== INSTRUCTIONS FOR THE TASK ==
Search the material for the string "dark", then return every line where it is found.

== DATA EXTRACT ==
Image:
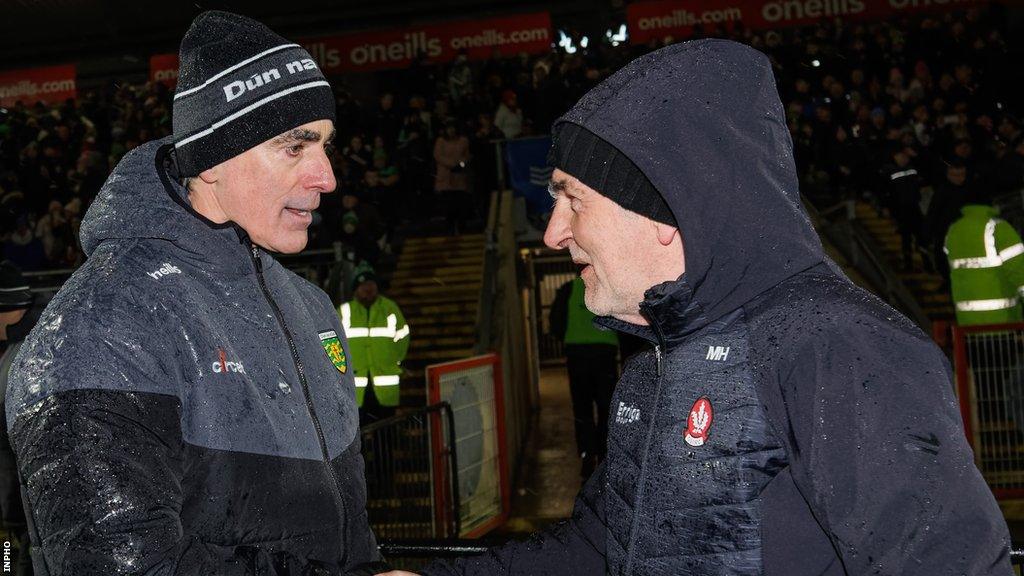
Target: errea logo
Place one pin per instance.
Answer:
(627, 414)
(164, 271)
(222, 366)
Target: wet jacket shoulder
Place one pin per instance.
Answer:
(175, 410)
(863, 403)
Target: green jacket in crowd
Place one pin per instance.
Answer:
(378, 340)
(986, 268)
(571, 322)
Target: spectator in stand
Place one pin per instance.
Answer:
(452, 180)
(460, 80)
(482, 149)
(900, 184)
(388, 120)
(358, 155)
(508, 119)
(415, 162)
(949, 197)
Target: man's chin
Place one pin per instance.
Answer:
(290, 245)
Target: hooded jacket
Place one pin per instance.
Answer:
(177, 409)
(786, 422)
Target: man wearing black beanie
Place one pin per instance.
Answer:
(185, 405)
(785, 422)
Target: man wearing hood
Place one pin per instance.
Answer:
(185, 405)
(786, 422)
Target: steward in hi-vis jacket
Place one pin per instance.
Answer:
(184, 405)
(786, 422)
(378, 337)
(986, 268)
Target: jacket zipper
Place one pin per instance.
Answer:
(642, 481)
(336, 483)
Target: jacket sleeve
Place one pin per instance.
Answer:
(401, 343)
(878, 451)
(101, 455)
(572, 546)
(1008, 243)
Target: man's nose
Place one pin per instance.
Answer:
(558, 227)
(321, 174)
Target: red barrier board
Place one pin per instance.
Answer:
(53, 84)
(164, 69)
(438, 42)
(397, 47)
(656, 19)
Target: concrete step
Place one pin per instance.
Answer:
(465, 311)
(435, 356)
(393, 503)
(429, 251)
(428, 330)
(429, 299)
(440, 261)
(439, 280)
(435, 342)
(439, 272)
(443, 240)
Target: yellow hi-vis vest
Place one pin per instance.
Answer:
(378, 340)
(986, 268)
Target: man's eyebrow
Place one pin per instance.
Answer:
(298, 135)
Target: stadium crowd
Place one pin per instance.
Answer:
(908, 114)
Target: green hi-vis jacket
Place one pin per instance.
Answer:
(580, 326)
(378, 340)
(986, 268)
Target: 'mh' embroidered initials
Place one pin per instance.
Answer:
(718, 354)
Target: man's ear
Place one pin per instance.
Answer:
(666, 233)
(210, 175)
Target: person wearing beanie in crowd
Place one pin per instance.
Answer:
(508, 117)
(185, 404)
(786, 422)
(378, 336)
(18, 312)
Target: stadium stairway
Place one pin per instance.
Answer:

==

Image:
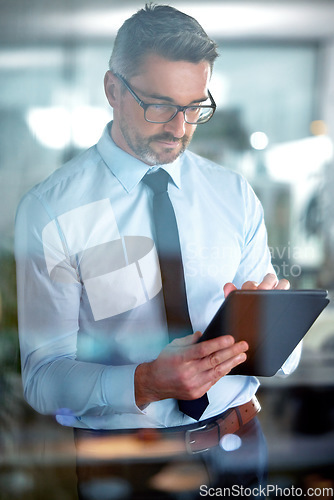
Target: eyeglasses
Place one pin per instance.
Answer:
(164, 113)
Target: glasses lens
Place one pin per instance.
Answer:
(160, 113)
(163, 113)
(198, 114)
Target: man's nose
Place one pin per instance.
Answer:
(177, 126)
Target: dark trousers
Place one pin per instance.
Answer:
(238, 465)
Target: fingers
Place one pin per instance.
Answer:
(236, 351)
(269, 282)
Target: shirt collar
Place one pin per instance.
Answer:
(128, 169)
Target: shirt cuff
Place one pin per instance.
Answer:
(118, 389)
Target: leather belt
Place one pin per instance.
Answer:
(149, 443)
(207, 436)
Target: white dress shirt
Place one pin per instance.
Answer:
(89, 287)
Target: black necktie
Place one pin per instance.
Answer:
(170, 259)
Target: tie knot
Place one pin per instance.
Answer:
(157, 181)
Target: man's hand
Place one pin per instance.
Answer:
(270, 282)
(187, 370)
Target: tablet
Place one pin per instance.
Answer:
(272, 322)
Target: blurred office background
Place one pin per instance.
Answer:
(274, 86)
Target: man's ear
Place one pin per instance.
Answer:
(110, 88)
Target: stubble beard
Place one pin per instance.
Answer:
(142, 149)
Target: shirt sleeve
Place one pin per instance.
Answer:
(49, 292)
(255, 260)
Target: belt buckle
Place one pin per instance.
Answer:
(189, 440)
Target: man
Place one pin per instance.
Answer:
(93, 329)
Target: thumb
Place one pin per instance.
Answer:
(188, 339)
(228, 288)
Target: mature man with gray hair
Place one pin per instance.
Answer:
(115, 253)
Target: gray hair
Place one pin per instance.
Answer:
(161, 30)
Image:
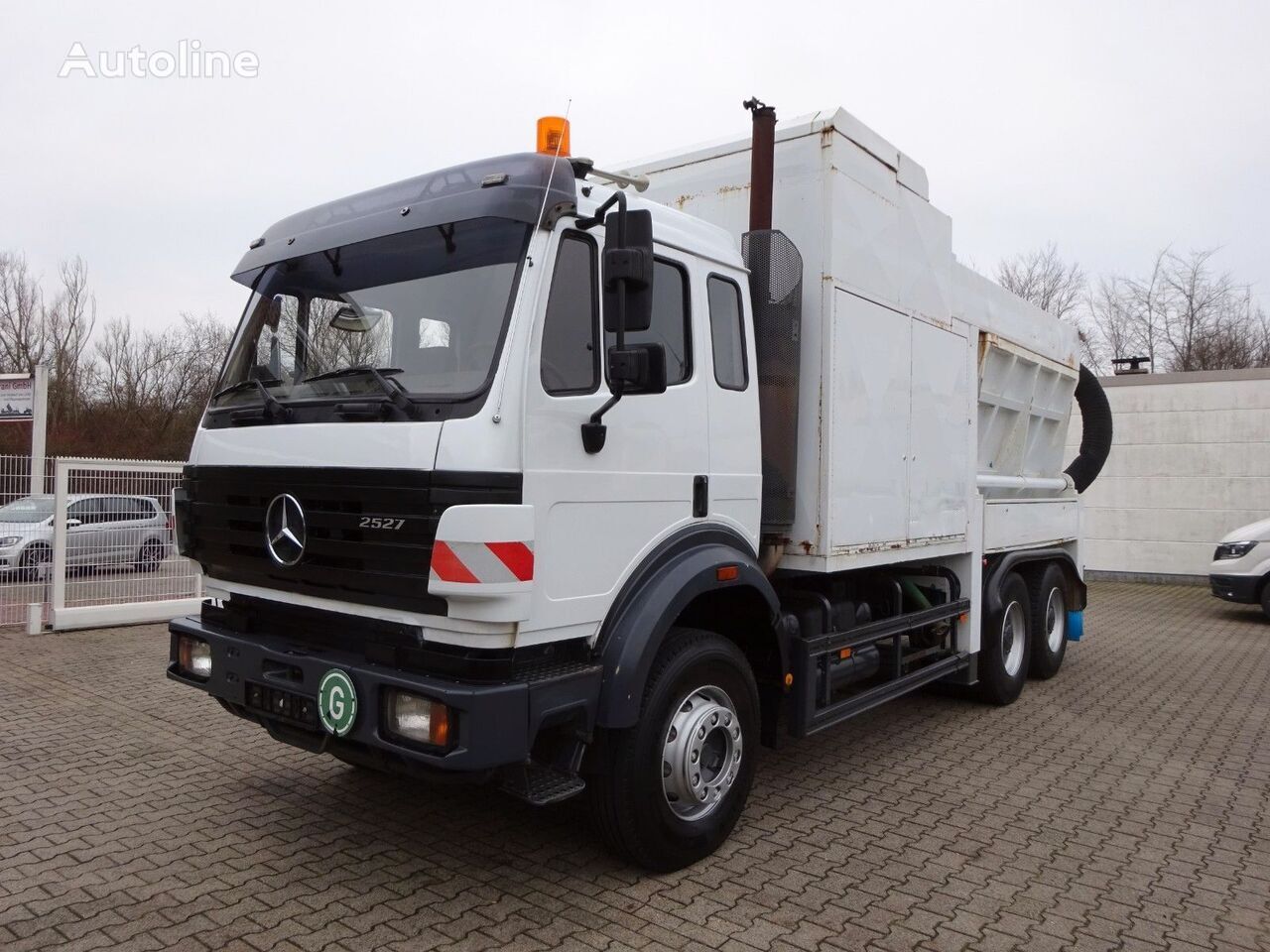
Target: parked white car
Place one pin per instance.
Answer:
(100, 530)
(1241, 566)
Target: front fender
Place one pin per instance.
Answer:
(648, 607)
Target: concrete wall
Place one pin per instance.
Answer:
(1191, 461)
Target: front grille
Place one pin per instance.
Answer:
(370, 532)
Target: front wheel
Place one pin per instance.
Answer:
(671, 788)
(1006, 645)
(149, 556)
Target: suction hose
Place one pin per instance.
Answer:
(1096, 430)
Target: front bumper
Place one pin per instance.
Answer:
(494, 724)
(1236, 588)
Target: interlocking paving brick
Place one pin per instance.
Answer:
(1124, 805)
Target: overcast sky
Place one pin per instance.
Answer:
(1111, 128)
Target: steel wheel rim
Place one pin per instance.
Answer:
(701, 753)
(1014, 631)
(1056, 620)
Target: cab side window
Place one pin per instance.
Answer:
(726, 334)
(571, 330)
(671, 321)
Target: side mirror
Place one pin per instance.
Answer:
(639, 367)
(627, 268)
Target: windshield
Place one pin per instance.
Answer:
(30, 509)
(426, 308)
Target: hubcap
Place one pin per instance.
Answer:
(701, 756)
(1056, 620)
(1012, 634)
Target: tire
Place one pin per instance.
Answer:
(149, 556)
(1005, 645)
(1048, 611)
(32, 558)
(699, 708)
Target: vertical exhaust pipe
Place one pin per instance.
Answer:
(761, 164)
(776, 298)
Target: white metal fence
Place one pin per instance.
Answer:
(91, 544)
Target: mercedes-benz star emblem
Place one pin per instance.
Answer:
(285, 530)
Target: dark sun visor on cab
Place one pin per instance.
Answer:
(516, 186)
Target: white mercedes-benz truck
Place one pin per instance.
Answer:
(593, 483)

== EXERCISE RESPONSE ==
Target: dark trousers
Target: dark sun visor on cab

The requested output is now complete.